### Required work
From the entries below, filter out and copy every line that contains the word "jacket". Matching is case-sensitive.

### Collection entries
⁂
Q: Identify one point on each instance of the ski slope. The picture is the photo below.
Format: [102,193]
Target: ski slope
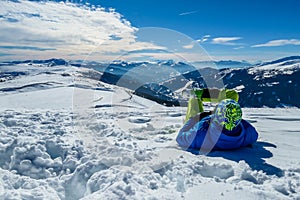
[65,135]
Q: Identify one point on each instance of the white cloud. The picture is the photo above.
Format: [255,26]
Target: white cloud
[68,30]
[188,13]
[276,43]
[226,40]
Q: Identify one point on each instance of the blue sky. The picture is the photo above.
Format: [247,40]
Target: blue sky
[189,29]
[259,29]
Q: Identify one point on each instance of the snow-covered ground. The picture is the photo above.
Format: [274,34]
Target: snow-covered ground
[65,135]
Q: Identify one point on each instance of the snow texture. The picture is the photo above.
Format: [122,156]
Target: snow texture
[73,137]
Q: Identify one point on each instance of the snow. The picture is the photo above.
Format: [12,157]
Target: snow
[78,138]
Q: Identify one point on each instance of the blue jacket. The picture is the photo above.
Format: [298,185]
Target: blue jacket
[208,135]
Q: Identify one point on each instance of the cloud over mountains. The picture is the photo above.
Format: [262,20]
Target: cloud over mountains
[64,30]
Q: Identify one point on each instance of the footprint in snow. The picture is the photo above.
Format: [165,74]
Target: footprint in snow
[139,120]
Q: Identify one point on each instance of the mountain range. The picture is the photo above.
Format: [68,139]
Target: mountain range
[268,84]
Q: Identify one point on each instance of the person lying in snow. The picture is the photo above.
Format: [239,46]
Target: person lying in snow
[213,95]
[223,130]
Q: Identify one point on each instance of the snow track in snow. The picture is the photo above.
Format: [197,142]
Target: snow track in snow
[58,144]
⁂
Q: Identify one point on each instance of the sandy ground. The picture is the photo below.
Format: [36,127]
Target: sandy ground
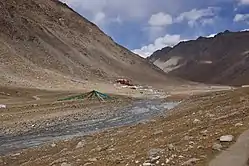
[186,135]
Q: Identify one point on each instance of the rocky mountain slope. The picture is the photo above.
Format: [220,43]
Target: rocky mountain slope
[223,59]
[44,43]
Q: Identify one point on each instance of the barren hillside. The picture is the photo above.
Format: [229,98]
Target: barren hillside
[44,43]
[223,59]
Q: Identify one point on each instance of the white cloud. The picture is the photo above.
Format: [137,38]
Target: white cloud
⁂
### Output below
Q: Identify one point on each instance of the blue jacket. The picture is the photo above.
Target: blue jacket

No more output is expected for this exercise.